Text »
# Cannibal Shrimp!!!



## Fishy Flora (Jul 2, 2012)

Hi,

I'm a bit of a newbie... I thought keeping fish was easy until I started and am now learning something new everyday!

At the moment I've got a goldfish tank with three small Comet (I think) goldfish, and have also set up a shrimp tank. I started off with 2 Amano shrimp and have since added 6 red cherry shrimp and ten white cloud minnows (all approved by my local aquarium guy who seems really good). They've all been living happily together for the past few weeks and have never shown the slightest interest in each other. 

I went to Pets at Home yesterday and saw some different kind of shrimp in one of the tanks and asked what they were. The girl looked at the sign told me they were Yamato shrimp, which I believe are Amano shrimp but under a different name. I have to say I didn't believe her as they look quite different to the shrimp I already had, although I am new so I could be very wrong. I asked if they would be ok with my other shrimp and she said yes. So I bought two and introduced them into my tank, fed them and everything seemed to be ok. After doing a bit of research, especially using this site (www.ukshrimp.co.uk) I think they are actually American ghost shrimp or glass shrimp, but thought that they should be ok. 

However, 3 hours after putting them into my tank, I found one of them happily munching on one of my poor little red cherry shrimp!! Is this normal? I've now moved these two newbies into my goldfish tank (there are plenty of small hiding places and shrubbery for them to lurk in and they're way bigger than anything that could fit into the fishes' mouths so thought this would be ok in the short term!). Is there any possibility that this was a one off event? I'm not keen to put them back in with the shrimps, but am now wondering what to do with them. Any advice? Apologies if any of this is well known, I am still a novice and learning as I go on!

Many thanks for any advice!


----------



## jamestanker (Jun 30, 2012)

I have about 30 ghost shrimp in my 75 gallon tank. Used to be 100 but the dumb ones were eaten by my sliders 

I have never seen them stacking each other. However that doesn't mean they don't attack other species.

Records »
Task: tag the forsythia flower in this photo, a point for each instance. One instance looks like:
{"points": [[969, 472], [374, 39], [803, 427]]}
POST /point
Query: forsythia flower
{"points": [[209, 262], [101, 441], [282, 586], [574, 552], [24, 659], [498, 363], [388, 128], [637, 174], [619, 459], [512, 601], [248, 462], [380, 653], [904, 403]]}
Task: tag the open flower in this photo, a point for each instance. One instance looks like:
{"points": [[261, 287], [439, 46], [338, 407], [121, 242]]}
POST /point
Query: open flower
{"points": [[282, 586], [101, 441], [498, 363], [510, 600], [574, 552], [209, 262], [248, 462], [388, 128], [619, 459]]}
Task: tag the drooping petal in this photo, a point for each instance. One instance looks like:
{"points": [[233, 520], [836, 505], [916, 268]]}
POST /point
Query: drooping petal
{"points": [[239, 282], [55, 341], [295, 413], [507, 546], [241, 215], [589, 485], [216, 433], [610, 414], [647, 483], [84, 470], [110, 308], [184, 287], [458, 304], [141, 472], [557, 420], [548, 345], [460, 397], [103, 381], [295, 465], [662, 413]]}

==

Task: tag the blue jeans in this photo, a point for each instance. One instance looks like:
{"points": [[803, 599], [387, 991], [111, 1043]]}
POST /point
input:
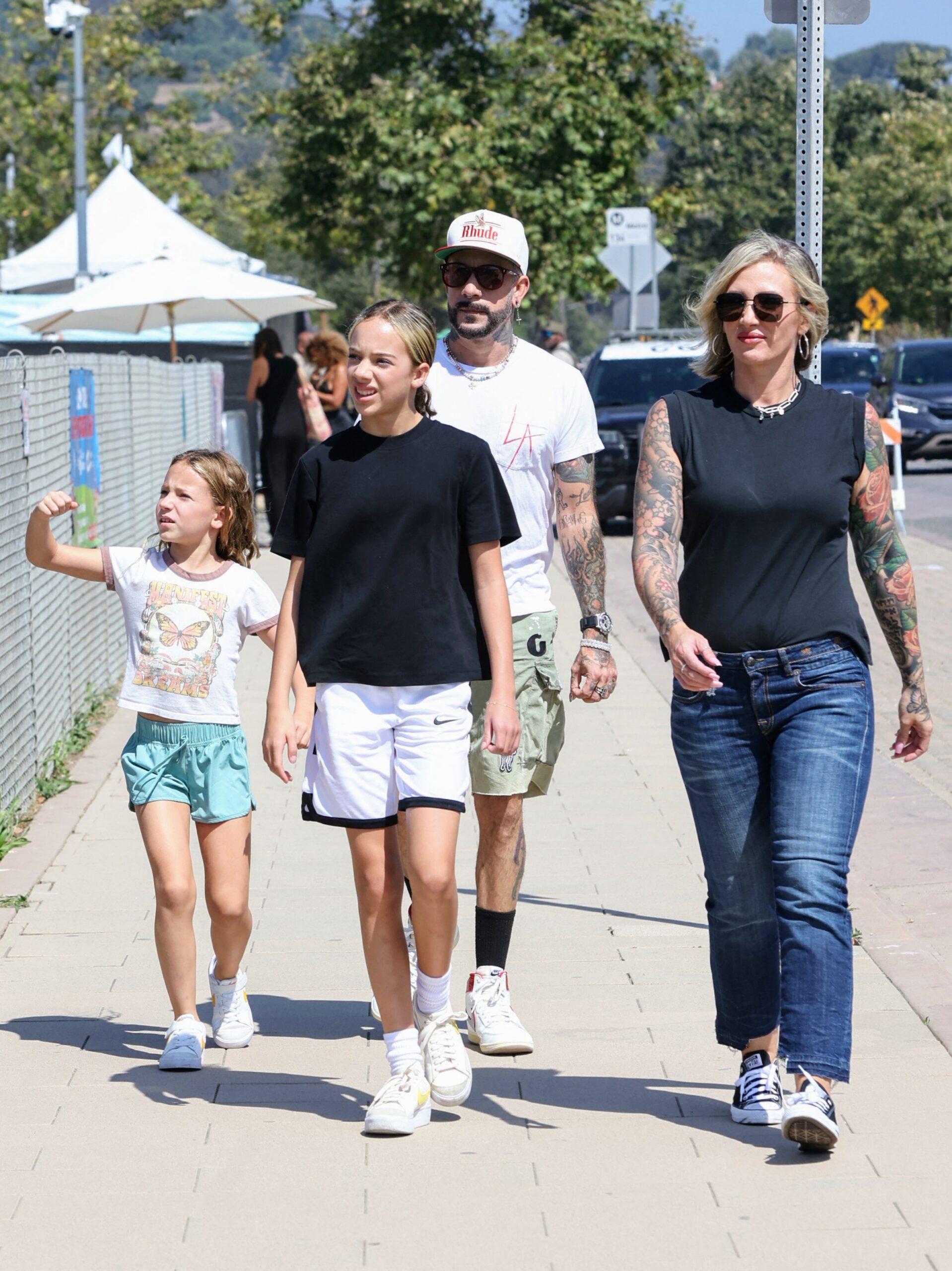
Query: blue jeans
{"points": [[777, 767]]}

---

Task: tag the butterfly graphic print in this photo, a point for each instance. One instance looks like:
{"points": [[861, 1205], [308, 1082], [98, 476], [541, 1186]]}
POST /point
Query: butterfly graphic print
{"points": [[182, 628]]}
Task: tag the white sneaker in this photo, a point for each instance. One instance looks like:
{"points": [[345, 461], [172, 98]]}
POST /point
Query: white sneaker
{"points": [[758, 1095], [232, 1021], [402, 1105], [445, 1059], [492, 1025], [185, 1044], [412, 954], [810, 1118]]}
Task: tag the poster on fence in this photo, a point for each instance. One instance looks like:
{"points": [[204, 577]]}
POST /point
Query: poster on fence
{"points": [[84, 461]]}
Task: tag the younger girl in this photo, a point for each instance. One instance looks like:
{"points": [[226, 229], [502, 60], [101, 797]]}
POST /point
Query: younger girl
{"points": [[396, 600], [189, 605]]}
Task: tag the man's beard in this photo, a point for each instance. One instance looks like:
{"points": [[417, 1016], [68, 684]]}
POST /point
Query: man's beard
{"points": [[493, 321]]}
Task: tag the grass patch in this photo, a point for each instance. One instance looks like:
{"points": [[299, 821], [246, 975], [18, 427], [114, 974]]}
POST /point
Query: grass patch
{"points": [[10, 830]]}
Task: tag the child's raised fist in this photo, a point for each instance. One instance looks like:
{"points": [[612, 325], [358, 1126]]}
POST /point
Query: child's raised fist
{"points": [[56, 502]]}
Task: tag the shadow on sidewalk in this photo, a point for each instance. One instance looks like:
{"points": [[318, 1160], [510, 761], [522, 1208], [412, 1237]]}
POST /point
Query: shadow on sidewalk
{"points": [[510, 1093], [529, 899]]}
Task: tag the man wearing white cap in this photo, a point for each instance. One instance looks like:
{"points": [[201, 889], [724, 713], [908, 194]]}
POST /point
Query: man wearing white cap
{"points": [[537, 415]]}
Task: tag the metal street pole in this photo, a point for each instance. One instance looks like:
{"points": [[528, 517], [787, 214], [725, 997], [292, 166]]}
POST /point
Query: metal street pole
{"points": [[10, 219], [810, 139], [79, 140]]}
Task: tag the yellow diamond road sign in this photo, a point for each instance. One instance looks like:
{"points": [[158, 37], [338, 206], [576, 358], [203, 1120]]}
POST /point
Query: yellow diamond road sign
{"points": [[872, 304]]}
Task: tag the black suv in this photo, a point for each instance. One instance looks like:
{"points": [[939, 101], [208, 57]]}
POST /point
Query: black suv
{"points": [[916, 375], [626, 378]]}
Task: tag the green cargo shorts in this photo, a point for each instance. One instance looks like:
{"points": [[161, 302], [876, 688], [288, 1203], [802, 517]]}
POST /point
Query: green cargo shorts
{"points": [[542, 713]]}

What to do »
[1] In the shrimp thread, how long after adding the two new shrimp did the poster find one eating a red cherry shrimp?
[2] Translate this sentence from the shrimp thread into Spanish: "I asked if they would be ok with my other shrimp and she said yes."

Outputs by task »
[1] 3 hours.

[2] Pregunté si estarían bien con mis otros camarones y ella dijo que sí.